--- Exercise inputs ---

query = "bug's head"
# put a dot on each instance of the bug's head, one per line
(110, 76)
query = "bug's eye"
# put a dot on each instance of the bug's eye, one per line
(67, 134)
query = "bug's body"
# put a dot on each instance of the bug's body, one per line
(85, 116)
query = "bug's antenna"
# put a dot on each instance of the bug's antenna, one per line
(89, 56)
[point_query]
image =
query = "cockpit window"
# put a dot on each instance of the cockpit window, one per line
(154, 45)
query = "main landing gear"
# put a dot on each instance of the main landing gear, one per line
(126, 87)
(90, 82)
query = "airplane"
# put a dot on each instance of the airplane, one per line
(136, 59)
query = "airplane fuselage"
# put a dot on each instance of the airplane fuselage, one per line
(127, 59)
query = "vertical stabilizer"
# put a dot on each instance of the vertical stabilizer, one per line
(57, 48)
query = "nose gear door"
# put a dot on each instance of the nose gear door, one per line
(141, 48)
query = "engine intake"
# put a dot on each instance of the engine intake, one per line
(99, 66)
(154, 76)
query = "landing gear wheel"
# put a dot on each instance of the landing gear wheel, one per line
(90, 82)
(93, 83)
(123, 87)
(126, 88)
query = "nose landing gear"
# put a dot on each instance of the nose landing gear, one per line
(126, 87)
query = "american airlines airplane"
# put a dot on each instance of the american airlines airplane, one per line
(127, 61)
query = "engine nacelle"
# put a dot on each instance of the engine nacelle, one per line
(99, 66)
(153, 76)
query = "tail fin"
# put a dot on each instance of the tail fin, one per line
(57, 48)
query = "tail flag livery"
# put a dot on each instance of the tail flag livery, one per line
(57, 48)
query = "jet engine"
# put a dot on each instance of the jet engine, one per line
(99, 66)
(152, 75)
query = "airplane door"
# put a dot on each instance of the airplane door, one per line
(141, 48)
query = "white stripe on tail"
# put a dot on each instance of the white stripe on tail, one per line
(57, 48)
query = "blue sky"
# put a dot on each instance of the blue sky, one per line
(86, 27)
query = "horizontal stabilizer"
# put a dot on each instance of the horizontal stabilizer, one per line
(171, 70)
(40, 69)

---

- [Task]: Exactly reproduce all of the entries.

- [Reply]:
query = "bug's head"
# put a dot on each instance of the bug's head, one per line
(110, 76)
query = "bug's eye"
# put a dot on each instance of the bug's eye, one per line
(67, 134)
query = "bug's body"
# put a dot on each instance of the bug's body, one per line
(85, 116)
query = "bug's antenna"
# put a dot on each instance of the bug's antenna, one per line
(89, 56)
[point_query]
image =
query = "cockpit window"
# put a dot on each instance of the cockpit window, one per line
(154, 45)
query = "main landing gear"
# put a dot on each instance of the main landing gear, one per line
(126, 87)
(90, 82)
query = "airplane"
# put a dot on each instance of the airplane, one per line
(136, 59)
query = "airplane fuselage"
# put a dot on each instance of the airplane fuselage, one per line
(127, 59)
query = "vertical stabilizer"
# put a dot on each instance of the vertical stabilizer, one per line
(57, 48)
query = "nose gear door"
# put a dot on each instance of the nose gear door, one per line
(141, 48)
query = "engine intake"
# put a dot on each instance of the engine intake, one per line
(99, 66)
(154, 76)
query = "landing gear wheel"
# put a dot on each instance of the landing gear wheel, one per line
(90, 82)
(93, 83)
(123, 87)
(126, 88)
query = "nose landing gear"
# put a dot on each instance of the nose landing gear, one per line
(126, 87)
query = "american airlines airplane"
# put a dot on each instance of the american airlines airplane, one per line
(127, 61)
query = "engine nacelle"
# put a dot on each instance of the engine nacelle, one per line
(99, 66)
(153, 76)
query = "tail fin"
# put a dot on each instance of the tail fin, one per line
(57, 48)
query = "tail flag livery"
# put a dot on each instance of the tail flag livery, one per line
(57, 48)
query = "jet engine"
# put a dot on each instance of the jet engine, one per line
(99, 66)
(152, 75)
query = "airplane door"
# put a dot on each instance of the airplane door, one per line
(141, 48)
query = "white stripe on tail"
# put a dot on each instance of the white stripe on tail, one per line
(57, 48)
query = "blue sky"
# put a dot on each instance of the blue sky, one per line
(86, 27)
query = "horizontal stabilizer"
# put a dot on each instance of the horizontal stabilizer, one per line
(171, 70)
(40, 69)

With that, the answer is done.